• _EXERCISE REQUIREMENTS_
Beginning with the line that contains "of the gray", extract each line through the end of the listing below, with no additions or omissions.

• _DATA RECORDS_
— BEGIN —

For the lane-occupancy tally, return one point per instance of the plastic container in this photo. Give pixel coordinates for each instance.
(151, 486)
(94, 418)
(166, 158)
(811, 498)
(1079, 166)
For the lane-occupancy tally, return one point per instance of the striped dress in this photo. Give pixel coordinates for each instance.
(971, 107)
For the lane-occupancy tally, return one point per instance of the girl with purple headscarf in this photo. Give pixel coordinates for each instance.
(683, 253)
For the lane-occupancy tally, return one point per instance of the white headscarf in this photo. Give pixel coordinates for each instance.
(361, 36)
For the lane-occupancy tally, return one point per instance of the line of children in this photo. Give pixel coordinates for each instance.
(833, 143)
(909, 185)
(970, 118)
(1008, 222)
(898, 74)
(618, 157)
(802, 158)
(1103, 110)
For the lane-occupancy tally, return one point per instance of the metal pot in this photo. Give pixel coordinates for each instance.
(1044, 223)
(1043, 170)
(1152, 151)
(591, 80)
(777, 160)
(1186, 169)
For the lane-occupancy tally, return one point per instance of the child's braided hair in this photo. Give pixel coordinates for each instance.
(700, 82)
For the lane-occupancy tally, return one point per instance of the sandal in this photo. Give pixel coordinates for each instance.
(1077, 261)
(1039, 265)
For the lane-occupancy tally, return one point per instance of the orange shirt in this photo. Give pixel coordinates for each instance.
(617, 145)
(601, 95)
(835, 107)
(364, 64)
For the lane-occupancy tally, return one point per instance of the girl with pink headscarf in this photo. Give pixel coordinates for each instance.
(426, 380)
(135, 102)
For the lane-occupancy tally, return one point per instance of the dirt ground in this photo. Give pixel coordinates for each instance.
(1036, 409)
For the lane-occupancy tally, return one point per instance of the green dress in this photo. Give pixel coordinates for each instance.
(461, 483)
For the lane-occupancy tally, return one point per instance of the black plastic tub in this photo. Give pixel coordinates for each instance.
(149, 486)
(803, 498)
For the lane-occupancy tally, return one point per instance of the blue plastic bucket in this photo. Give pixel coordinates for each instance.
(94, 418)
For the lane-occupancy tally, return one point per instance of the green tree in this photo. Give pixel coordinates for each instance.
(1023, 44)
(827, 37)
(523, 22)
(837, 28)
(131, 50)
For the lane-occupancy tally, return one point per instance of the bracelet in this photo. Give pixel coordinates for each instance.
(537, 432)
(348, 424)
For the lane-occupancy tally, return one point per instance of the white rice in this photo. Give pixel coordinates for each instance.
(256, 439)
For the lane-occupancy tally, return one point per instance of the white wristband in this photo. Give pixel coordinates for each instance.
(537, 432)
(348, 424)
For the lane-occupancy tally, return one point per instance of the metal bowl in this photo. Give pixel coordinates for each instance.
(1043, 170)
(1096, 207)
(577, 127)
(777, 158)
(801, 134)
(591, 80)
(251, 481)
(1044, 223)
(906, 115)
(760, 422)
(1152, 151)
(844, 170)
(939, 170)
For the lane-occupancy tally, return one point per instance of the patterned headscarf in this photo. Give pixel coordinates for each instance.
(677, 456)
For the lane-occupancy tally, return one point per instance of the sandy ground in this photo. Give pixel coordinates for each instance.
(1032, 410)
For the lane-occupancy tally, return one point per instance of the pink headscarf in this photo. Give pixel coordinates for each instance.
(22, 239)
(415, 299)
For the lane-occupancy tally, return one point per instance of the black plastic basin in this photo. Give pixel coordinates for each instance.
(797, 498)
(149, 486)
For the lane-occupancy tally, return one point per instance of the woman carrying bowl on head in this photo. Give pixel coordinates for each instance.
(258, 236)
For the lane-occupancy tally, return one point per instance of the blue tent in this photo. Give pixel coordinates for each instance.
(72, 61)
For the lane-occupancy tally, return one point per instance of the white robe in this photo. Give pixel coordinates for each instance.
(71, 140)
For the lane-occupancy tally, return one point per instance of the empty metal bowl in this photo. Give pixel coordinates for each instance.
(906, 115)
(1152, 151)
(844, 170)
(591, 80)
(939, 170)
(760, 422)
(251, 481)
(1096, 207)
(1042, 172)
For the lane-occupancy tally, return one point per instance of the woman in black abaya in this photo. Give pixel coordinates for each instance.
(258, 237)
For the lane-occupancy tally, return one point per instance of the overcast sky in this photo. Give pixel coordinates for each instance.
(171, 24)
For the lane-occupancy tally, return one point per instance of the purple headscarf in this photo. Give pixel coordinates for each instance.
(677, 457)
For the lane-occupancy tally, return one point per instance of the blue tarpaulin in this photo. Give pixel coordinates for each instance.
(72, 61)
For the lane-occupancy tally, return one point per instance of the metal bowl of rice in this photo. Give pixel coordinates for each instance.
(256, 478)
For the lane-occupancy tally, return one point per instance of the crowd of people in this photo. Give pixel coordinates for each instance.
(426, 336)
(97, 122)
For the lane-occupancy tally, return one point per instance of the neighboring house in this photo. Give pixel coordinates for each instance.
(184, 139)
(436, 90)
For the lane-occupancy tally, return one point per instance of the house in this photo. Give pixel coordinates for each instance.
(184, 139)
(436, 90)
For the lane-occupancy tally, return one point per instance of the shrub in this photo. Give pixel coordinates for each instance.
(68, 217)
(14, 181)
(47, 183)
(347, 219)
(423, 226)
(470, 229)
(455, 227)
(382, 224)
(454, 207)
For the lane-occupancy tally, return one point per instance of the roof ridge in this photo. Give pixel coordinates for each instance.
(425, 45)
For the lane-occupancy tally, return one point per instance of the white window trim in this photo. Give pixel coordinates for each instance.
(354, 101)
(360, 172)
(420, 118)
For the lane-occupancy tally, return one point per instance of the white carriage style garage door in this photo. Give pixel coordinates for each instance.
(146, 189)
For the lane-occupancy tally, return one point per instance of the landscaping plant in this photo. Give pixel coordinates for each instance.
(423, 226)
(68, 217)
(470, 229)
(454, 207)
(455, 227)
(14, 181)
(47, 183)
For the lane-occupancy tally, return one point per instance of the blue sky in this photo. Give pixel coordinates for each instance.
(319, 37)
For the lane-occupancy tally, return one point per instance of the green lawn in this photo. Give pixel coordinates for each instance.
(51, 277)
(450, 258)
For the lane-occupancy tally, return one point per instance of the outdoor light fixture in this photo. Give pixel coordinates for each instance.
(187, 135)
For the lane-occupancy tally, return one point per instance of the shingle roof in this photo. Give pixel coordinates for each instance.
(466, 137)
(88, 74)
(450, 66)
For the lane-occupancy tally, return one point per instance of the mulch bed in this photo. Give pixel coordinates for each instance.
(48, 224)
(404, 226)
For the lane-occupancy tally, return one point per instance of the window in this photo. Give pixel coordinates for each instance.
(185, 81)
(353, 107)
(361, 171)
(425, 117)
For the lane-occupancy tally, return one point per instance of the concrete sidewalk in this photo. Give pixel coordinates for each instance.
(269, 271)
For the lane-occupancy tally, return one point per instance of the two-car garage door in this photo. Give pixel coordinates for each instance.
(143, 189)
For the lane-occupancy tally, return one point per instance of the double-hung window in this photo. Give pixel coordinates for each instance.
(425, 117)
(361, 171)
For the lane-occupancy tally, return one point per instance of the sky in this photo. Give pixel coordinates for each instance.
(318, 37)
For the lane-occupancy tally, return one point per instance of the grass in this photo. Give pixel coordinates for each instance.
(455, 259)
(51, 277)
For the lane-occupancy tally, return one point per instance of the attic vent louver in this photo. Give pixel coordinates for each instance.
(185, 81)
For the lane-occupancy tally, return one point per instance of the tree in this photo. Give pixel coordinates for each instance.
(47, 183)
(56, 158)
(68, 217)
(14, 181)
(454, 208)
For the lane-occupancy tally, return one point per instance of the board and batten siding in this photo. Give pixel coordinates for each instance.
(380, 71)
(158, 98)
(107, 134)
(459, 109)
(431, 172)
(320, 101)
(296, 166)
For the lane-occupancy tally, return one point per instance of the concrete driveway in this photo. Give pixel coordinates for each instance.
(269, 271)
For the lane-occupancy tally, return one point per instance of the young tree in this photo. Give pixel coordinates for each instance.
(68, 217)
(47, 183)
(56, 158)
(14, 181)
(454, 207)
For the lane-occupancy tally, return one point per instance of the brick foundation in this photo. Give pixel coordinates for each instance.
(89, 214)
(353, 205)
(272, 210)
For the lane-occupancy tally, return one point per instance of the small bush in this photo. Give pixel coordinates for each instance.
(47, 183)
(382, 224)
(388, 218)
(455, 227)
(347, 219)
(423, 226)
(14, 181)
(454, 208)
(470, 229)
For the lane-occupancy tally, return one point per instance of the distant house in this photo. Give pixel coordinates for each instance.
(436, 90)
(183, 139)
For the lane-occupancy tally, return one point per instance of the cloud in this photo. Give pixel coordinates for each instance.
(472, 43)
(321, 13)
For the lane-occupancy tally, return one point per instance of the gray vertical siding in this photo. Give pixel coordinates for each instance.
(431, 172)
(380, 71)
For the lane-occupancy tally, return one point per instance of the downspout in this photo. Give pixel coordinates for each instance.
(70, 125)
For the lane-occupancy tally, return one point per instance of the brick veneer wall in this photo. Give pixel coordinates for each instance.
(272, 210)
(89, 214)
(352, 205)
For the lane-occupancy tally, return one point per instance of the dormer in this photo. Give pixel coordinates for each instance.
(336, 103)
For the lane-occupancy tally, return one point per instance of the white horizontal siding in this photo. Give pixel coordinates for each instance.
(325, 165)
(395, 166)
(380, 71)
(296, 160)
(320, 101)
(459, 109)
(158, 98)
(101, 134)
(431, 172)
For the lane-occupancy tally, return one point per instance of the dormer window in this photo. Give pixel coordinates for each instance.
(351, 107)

— END —

• _COMPLETED EXERCISE_
For the lane-occupancy tally, return one point per instance of the gray vertical siding in this photo. Give pixel coordinates for each instance.
(431, 172)
(380, 71)
For the lane-occupancy tally, return one point per instance of the downspout in this photo. Give pixel coordinates for each instance.
(70, 125)
For the lane-occupancy tally, return one point per instance of the brick veneer wall in this photo. Give pixel coordinates for each instance.
(272, 210)
(89, 214)
(352, 205)
For the lane-occupancy tally, return one point per instance of the dormer in this photo. Give pixel coordinates for each instance.
(336, 103)
For the lane-occupancy tally, return one point per instance of the white horizontal siding in this photo. Give pixel coordinates for each instance.
(325, 165)
(395, 166)
(380, 71)
(296, 160)
(320, 101)
(459, 109)
(158, 98)
(101, 134)
(431, 172)
For the lane-occupancy tally, return one point per instance of the dormer window in this photo. Give pixel coordinates for each instance.
(351, 107)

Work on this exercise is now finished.